WHAT TO PRODUCE — Rename "wooden" to "timber" in the stretch from the start of the records through the line containing "[45,3,73,56]", and reproduce that stretch with nothing else altered. Omit the pictures from your answer.

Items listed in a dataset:
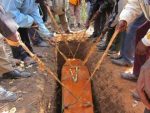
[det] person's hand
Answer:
[6,32,20,42]
[48,38,56,46]
[137,58,150,109]
[31,22,38,29]
[116,20,127,32]
[85,20,90,29]
[4,32,21,47]
[136,41,148,55]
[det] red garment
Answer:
[133,21,150,76]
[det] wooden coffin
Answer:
[61,59,94,113]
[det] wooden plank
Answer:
[61,59,94,113]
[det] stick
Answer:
[83,30,107,65]
[45,3,73,56]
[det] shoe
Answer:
[98,45,107,52]
[132,91,141,101]
[111,58,133,67]
[36,41,49,47]
[65,29,74,34]
[70,24,74,29]
[23,57,36,66]
[121,73,138,81]
[2,69,31,79]
[110,54,122,60]
[88,33,98,38]
[0,87,18,102]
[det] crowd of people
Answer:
[0,0,150,113]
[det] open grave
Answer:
[0,34,144,113]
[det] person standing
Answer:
[0,4,31,102]
[0,0,53,65]
[69,0,81,28]
[116,0,150,113]
[47,0,72,33]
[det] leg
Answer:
[18,28,33,52]
[69,4,75,26]
[75,4,81,25]
[59,13,69,32]
[133,22,150,77]
[121,15,146,64]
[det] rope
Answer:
[64,30,119,107]
[18,36,77,100]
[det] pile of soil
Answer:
[0,33,144,113]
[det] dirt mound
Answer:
[0,35,144,113]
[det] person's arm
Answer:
[99,0,114,13]
[137,58,150,109]
[31,3,53,37]
[87,0,100,21]
[142,29,150,46]
[2,0,34,28]
[0,5,19,46]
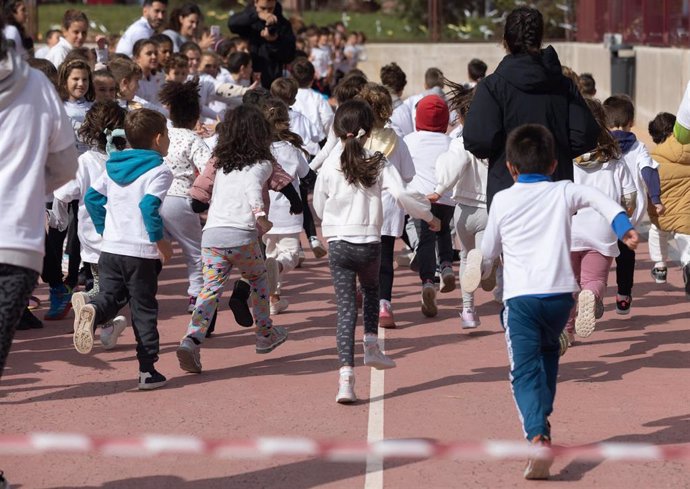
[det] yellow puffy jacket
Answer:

SOLUTION TO THE EXERCISE —
[det] person's hand
Answer:
[6,32,20,42]
[48,38,56,46]
[137,58,150,109]
[31,22,38,29]
[116,20,127,32]
[85,20,90,29]
[4,32,21,47]
[136,41,148,55]
[det] red garment
Answer:
[133,21,150,76]
[det] timber coffin
Answer:
[61,59,94,113]
[det] timber plank
Answer:
[61,59,94,113]
[det] stick
Answer:
[83,30,107,65]
[45,3,73,56]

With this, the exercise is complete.